**INSTRUCTIONS FOR THE TASK**
Nothing but the lines below between the line holding "<point>782,448</point>" and the line holding "<point>258,349</point>", inclusive, should appear in the answer, each set down exactly.

———

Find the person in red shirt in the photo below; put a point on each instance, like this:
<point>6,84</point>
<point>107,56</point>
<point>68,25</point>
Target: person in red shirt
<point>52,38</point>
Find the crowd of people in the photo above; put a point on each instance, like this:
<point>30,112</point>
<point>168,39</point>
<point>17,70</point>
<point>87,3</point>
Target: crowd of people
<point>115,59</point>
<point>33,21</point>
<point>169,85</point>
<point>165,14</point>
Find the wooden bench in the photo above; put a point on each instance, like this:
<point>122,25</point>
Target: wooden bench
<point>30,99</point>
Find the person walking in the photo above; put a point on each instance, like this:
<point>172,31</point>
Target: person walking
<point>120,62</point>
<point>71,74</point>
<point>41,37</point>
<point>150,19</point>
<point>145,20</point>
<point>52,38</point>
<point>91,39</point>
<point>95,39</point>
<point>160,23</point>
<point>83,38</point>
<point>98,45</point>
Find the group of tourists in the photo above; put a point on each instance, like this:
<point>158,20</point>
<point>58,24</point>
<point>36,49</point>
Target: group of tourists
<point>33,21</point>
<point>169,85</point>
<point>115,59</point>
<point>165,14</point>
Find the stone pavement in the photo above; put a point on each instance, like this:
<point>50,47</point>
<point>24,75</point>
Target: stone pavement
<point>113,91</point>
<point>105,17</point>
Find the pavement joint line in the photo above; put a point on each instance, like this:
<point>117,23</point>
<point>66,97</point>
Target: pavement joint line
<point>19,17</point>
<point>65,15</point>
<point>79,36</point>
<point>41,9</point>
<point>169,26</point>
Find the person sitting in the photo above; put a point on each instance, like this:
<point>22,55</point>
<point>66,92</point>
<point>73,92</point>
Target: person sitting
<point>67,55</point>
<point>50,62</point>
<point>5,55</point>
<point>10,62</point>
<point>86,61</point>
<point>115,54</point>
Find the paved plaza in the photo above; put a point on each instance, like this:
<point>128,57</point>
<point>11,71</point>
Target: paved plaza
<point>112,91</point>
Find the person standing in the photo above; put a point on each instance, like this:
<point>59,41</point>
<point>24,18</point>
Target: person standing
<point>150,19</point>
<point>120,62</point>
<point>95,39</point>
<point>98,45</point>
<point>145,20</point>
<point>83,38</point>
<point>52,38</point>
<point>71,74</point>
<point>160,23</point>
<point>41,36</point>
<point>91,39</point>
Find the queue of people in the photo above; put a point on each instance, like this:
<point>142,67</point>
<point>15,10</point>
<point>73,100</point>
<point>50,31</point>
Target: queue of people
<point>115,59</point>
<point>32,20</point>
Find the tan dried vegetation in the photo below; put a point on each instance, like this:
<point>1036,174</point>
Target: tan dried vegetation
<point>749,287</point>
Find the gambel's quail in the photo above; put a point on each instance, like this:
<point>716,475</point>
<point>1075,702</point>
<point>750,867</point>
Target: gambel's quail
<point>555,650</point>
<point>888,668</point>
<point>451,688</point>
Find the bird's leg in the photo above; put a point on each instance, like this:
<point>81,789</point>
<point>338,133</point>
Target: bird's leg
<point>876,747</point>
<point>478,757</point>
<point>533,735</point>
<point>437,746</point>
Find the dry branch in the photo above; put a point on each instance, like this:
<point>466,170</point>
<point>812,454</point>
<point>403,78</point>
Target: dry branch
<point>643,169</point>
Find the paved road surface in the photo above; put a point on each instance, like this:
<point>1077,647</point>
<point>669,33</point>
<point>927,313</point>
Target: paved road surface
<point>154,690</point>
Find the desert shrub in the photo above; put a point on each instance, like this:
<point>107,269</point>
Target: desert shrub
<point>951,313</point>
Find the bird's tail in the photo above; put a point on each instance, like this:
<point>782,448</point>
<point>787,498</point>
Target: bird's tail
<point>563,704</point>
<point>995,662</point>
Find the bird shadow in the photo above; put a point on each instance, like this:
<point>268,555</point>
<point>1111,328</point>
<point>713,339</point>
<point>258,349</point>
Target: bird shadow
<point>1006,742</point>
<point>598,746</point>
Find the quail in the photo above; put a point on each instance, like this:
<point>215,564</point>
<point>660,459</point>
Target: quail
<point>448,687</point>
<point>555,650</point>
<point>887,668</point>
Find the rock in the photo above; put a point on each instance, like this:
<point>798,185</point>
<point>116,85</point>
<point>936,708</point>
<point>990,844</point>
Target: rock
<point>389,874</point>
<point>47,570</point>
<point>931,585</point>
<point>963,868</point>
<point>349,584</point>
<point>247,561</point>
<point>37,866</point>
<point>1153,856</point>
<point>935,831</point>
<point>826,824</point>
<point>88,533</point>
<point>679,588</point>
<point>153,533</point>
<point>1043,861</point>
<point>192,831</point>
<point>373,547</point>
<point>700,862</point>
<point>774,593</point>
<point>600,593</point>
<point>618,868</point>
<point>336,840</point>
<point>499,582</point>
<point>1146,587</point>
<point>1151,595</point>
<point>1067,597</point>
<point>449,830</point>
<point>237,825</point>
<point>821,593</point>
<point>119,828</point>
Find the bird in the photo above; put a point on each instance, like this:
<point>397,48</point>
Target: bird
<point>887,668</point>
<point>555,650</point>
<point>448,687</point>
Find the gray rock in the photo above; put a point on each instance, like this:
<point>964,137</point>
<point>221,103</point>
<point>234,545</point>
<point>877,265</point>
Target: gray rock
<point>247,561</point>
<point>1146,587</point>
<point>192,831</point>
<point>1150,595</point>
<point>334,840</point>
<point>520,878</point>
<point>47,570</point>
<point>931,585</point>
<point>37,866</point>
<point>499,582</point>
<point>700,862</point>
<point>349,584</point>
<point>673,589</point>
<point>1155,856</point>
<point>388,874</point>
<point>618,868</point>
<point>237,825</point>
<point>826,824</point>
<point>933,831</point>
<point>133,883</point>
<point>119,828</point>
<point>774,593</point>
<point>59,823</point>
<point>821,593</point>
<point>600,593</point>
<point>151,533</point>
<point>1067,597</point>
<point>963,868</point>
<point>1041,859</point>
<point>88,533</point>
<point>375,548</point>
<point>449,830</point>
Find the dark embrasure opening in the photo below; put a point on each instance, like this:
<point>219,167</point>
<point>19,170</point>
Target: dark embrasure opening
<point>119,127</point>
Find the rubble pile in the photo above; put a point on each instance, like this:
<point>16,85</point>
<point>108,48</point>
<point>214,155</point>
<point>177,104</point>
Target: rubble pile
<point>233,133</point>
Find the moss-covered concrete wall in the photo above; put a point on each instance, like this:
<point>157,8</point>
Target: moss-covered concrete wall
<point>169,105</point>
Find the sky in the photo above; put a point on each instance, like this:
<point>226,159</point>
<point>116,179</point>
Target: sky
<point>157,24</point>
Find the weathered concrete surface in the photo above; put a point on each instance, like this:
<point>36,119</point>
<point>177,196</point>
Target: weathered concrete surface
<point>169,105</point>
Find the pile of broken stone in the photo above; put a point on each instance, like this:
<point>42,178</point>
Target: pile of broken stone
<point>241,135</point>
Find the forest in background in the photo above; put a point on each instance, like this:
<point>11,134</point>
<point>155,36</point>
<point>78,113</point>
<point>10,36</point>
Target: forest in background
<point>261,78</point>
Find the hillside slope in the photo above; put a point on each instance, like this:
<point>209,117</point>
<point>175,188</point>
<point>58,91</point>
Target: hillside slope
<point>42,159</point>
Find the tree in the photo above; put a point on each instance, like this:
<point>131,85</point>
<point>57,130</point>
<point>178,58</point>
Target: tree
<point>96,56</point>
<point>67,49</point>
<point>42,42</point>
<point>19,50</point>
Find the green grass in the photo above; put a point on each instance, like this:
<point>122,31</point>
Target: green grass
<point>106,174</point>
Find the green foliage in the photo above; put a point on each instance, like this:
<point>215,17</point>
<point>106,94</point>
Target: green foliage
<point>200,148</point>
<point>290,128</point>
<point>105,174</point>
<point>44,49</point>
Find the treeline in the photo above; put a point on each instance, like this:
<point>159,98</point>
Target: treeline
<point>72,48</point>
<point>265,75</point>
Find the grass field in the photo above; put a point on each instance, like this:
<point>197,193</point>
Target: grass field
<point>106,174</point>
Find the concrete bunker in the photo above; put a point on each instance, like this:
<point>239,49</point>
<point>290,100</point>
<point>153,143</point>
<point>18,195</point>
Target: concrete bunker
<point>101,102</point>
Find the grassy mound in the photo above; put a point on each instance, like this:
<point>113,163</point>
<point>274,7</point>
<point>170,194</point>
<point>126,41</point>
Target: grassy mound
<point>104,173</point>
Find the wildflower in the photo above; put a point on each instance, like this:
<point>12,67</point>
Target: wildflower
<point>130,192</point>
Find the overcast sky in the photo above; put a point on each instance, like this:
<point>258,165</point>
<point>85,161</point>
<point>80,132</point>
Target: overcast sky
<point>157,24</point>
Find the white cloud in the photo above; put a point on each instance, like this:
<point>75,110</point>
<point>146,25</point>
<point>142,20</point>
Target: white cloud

———

**SOLUTION TO THIS EXERCISE**
<point>782,448</point>
<point>787,498</point>
Target: bird's tail
<point>563,704</point>
<point>995,662</point>
Find the bird shadow in the photo above; put a point on each instance, like this:
<point>268,555</point>
<point>1111,328</point>
<point>713,339</point>
<point>258,349</point>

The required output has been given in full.